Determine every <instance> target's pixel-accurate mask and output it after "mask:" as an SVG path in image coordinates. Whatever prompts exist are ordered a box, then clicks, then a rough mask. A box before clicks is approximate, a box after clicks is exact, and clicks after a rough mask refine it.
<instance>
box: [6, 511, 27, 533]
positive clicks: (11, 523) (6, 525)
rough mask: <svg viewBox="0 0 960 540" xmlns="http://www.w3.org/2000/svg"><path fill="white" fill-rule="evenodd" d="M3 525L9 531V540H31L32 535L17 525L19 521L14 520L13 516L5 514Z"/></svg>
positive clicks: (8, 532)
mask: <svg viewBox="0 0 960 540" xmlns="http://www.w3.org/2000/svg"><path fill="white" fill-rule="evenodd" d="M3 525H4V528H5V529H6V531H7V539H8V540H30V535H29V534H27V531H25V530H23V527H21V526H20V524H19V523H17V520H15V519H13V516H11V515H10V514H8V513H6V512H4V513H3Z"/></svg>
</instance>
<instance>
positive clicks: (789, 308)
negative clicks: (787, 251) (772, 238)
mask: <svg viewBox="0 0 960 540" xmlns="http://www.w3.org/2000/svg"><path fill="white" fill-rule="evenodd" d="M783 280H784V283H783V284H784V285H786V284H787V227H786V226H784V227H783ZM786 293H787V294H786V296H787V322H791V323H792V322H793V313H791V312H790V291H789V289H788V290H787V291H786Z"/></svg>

### Exercise brief
The answer should be an exact copy of the lines from the one containing "positive clicks: (11, 523) (6, 525)" through the last line of the entries, both included.

### Finished exercise
positive clicks: (11, 523) (6, 525)
rough mask: <svg viewBox="0 0 960 540" xmlns="http://www.w3.org/2000/svg"><path fill="white" fill-rule="evenodd" d="M3 525L9 531V540H31L32 535L17 525L19 521L14 520L13 516L5 514Z"/></svg>
positive clicks: (8, 532)
mask: <svg viewBox="0 0 960 540" xmlns="http://www.w3.org/2000/svg"><path fill="white" fill-rule="evenodd" d="M3 525H4V528H5V529H6V531H7V539H8V540H30V535H29V534H27V531H25V530H23V527H21V526H20V524H19V523H17V520H15V519H13V516H11V515H10V514H8V513H6V512H4V513H3Z"/></svg>
</instance>
<instance>
positive clicks: (789, 308)
negative clicks: (787, 251) (772, 238)
mask: <svg viewBox="0 0 960 540" xmlns="http://www.w3.org/2000/svg"><path fill="white" fill-rule="evenodd" d="M783 280H784V283H783V284H784V285H786V284H787V227H786V226H784V227H783ZM786 293H787V294H786V296H787V322H791V323H792V322H793V313H791V312H790V291H789V289H788V290H787V291H786Z"/></svg>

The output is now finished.